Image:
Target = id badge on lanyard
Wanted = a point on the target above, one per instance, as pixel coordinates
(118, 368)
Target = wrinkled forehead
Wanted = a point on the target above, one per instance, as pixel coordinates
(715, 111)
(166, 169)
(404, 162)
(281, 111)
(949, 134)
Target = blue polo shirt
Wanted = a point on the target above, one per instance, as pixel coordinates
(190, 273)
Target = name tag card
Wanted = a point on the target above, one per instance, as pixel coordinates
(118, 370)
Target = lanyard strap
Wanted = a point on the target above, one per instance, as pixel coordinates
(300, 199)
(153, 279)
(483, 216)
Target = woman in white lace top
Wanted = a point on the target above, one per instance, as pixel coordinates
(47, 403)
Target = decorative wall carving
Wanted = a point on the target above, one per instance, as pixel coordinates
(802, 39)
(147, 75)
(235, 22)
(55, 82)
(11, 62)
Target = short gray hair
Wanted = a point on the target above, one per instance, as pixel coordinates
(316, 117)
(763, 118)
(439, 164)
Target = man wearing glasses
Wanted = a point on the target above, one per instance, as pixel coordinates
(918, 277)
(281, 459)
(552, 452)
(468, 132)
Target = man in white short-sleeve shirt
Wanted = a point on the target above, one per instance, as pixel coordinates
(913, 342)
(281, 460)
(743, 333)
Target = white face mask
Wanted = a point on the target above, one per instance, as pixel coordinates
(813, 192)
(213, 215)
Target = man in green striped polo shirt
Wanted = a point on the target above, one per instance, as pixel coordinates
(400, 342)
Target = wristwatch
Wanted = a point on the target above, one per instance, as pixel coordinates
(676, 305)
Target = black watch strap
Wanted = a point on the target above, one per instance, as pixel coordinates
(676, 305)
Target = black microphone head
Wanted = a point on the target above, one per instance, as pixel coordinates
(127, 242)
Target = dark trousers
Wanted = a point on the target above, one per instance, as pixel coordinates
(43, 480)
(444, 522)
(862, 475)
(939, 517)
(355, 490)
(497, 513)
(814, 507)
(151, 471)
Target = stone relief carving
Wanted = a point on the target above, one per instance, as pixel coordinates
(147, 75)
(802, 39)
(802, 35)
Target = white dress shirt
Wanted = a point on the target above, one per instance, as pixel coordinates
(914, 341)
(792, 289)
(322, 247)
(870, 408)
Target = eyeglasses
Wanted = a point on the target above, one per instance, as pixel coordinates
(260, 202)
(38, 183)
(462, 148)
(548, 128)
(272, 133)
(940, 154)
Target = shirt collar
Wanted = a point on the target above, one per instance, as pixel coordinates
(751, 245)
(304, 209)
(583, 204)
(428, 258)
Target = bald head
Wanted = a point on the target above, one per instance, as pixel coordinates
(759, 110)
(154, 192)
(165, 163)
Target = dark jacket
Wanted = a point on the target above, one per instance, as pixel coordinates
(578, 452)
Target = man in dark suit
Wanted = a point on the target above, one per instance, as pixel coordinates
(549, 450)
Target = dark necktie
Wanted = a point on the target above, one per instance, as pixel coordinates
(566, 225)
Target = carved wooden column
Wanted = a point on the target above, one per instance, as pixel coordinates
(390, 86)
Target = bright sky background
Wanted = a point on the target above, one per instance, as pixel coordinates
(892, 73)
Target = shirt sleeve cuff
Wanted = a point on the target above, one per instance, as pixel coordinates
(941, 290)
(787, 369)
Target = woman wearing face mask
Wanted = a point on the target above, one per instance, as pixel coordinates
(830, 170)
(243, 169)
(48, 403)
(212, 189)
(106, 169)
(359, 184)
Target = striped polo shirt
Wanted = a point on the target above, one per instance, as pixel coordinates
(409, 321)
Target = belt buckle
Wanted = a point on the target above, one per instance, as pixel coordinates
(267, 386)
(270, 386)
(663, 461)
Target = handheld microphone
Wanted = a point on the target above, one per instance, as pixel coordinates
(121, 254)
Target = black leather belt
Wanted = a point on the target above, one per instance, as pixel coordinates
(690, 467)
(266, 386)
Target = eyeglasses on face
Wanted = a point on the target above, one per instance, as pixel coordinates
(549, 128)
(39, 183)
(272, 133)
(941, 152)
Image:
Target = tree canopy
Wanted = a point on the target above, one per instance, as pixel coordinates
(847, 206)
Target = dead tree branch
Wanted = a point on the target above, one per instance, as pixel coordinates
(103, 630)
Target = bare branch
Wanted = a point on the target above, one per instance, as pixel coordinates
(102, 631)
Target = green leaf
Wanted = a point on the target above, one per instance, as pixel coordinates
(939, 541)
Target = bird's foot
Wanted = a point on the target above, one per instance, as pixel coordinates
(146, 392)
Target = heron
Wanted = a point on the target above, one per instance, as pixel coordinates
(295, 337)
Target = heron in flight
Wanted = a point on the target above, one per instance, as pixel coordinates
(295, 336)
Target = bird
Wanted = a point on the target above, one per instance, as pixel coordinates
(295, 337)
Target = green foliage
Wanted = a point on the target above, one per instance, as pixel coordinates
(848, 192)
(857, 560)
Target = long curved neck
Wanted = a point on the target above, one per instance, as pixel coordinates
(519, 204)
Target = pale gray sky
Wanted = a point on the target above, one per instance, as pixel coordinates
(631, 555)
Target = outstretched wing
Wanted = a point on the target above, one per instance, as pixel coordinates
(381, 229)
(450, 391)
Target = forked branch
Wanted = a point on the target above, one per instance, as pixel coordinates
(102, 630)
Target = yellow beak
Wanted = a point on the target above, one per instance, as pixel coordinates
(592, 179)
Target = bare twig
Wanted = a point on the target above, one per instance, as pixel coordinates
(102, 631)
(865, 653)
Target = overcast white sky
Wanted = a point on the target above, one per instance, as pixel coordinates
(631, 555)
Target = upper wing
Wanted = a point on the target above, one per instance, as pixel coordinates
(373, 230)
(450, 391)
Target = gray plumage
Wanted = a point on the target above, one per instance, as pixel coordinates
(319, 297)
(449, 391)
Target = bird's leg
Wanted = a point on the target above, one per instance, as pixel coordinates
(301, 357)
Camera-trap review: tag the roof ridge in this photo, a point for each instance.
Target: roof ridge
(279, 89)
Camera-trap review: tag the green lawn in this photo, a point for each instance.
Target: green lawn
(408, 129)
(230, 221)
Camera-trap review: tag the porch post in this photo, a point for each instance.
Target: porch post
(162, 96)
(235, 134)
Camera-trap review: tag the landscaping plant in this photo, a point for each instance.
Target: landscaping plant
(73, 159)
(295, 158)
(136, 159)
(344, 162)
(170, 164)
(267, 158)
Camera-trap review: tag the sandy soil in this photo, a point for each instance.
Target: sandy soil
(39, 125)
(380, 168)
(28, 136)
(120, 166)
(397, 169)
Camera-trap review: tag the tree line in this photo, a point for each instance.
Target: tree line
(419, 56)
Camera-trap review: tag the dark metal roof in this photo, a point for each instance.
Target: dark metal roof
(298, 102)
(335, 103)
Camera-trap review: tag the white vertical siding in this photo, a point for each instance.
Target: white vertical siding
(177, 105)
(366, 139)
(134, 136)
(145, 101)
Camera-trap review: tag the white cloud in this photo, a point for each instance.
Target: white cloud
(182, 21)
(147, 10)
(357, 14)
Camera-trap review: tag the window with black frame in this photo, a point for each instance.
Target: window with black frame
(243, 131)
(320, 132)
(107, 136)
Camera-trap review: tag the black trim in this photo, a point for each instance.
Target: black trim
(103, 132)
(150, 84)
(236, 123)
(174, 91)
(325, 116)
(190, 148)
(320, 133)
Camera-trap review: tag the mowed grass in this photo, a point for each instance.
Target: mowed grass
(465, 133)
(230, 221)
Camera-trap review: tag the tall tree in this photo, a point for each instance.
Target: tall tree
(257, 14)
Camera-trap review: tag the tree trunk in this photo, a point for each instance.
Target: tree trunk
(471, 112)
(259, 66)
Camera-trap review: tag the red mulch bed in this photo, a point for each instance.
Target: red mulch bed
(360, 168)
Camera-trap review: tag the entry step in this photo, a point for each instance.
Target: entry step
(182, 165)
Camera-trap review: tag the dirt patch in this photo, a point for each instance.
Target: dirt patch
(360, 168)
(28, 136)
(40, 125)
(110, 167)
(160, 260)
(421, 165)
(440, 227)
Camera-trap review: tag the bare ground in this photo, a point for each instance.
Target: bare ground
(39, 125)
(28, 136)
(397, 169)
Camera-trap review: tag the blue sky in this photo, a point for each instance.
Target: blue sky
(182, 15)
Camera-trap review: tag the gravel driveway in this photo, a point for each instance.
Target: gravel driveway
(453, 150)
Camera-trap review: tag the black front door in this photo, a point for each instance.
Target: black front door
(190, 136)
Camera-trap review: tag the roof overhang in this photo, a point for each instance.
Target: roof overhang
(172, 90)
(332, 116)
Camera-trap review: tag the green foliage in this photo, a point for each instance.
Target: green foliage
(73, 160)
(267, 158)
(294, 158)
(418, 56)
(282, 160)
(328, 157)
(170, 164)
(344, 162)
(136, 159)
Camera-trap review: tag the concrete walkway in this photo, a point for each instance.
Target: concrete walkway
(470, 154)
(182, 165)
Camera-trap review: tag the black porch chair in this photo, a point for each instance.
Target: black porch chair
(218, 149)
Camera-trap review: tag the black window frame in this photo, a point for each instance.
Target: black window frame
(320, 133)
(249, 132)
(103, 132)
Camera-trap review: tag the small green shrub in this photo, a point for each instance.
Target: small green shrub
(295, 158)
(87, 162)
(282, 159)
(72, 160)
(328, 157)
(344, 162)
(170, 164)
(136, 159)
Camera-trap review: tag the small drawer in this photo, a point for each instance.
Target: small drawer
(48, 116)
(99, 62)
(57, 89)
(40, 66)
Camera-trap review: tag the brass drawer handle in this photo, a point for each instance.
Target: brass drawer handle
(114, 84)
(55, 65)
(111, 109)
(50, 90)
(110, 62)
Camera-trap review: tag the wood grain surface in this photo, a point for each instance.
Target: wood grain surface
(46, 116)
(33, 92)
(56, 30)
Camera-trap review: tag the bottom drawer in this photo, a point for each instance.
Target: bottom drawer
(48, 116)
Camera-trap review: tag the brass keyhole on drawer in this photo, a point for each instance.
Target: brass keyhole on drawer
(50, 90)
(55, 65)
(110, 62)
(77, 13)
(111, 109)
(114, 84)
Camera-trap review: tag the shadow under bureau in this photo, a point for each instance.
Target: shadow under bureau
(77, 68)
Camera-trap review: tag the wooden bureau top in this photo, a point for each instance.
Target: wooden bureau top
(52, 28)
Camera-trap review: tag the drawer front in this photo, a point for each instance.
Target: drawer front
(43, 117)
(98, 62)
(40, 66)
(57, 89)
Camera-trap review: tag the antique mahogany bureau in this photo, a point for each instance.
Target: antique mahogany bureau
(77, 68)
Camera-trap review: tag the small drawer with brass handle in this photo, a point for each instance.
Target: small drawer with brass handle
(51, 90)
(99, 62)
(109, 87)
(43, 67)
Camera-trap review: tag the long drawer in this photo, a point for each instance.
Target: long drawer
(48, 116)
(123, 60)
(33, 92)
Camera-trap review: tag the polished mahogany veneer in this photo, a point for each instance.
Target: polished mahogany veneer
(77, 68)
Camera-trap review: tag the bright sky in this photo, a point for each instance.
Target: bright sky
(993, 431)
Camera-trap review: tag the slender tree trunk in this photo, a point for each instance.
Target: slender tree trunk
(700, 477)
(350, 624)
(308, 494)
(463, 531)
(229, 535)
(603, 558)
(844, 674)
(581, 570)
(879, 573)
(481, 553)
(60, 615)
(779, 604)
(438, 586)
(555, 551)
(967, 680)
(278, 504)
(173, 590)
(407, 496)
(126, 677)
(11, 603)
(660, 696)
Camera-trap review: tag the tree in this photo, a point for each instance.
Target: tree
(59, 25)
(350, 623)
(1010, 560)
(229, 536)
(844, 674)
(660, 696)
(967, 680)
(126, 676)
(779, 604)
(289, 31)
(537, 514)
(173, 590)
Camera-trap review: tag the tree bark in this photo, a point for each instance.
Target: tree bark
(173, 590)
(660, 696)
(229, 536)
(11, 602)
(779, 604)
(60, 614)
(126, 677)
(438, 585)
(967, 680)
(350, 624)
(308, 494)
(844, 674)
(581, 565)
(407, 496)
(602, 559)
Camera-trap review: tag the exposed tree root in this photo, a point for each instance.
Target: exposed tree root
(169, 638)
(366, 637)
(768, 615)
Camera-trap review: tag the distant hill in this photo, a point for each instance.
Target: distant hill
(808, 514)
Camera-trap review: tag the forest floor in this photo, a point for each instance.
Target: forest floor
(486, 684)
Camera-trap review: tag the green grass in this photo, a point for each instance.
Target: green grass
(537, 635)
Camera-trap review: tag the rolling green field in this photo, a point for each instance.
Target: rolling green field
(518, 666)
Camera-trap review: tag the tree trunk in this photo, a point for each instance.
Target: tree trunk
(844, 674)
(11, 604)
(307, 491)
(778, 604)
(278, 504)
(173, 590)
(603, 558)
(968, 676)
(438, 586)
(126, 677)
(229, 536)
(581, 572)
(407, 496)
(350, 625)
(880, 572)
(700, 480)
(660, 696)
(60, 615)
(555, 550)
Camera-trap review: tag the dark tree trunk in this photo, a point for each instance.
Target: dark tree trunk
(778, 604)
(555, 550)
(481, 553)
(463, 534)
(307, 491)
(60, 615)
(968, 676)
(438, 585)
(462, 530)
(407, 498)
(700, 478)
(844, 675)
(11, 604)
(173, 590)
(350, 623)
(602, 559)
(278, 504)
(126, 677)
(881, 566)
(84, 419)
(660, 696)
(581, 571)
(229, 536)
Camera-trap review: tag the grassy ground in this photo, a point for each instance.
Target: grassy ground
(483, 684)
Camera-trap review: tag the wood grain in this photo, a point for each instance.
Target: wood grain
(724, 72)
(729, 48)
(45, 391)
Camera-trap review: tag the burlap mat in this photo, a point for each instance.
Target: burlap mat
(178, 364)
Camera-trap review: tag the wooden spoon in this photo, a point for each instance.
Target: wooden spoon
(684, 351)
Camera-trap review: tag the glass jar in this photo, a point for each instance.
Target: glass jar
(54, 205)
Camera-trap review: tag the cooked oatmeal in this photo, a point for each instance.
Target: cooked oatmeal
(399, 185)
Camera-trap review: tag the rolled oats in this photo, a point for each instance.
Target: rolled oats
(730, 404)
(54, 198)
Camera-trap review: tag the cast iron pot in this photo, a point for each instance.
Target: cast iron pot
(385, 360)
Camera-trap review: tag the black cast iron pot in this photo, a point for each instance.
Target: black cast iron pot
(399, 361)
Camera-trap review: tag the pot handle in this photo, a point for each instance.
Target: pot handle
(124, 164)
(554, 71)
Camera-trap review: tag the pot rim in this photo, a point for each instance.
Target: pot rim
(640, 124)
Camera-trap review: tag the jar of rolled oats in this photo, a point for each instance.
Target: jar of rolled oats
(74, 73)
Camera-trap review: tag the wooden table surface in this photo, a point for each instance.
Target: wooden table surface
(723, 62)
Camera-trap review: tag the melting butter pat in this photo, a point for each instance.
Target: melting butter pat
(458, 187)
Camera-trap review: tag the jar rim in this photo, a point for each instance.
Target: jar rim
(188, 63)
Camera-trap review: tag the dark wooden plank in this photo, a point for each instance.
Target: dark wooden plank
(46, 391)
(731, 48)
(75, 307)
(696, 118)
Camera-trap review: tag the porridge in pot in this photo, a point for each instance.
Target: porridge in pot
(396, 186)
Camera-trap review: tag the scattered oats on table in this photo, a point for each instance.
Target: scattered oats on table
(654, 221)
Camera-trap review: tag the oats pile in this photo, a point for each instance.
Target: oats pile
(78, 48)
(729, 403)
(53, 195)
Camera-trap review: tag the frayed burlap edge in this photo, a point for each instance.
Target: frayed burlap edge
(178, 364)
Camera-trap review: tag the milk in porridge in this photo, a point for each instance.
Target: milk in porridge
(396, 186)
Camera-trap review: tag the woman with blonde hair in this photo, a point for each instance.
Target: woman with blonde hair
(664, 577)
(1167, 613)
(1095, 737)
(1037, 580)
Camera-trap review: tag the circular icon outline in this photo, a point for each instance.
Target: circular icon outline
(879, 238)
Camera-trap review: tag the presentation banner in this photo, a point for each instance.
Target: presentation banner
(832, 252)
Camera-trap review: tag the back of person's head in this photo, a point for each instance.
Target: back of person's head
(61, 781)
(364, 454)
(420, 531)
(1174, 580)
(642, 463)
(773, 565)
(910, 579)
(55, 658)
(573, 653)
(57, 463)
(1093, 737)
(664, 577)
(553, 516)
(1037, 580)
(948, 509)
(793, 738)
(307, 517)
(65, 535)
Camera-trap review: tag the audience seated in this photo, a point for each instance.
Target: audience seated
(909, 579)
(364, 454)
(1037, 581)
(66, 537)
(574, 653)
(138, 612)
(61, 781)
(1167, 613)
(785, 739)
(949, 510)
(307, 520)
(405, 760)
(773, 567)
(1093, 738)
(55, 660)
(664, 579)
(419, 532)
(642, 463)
* * *
Starting with the line that contains "Camera-trap review: tag the back", print each line through the last one in the listing. Include both end lines and add nothing.

Camera-trap review: tag the back of person's head in this photo, a point for each instance.
Target: back of person's head
(61, 781)
(364, 454)
(420, 531)
(1174, 580)
(642, 463)
(773, 565)
(910, 579)
(55, 658)
(573, 653)
(57, 463)
(1093, 737)
(664, 577)
(553, 516)
(1037, 580)
(948, 509)
(793, 738)
(307, 517)
(65, 535)
Camera-trap review: tag the audience seated in this photo, a point for each instance.
Target: audience seated
(909, 579)
(364, 454)
(1037, 581)
(66, 537)
(574, 653)
(138, 612)
(61, 781)
(1167, 613)
(785, 739)
(949, 510)
(307, 520)
(405, 760)
(773, 567)
(1093, 738)
(55, 660)
(664, 579)
(419, 532)
(642, 463)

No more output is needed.